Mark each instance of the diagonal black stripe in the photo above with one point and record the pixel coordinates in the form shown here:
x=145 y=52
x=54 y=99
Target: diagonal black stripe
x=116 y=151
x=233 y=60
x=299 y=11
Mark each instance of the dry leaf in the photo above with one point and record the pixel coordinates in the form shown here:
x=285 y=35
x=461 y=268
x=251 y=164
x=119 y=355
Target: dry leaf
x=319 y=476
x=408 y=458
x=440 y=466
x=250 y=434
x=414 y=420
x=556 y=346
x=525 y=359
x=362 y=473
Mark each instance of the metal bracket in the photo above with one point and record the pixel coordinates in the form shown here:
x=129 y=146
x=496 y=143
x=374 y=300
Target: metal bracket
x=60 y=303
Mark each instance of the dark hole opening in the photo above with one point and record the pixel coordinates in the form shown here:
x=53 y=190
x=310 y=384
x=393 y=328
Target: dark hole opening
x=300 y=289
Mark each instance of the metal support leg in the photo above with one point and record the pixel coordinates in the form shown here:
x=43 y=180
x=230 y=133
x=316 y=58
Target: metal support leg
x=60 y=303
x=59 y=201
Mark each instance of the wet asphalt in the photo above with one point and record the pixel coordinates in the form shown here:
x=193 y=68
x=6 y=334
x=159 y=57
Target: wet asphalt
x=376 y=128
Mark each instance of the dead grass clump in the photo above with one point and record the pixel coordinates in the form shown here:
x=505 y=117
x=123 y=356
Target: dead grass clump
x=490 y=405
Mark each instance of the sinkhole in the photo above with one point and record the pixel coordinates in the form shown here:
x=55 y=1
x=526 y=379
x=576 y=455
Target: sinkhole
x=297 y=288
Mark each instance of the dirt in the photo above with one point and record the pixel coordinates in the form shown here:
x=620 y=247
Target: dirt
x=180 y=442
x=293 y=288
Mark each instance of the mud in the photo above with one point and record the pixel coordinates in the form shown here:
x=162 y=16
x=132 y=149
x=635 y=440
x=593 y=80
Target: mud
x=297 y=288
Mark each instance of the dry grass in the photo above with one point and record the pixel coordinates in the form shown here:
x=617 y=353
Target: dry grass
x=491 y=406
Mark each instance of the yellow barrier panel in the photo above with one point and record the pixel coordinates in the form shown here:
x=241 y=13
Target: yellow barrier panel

_____

WORK INSTRUCTIONS: Please go line by line through the records above, copying each one that holds the string "barrier".

EXERCISE OUTPUT:
Mark each instance of the yellow barrier panel in the photo above with one point and record the pixel coordinates in the form shown here:
Target: yellow barrier panel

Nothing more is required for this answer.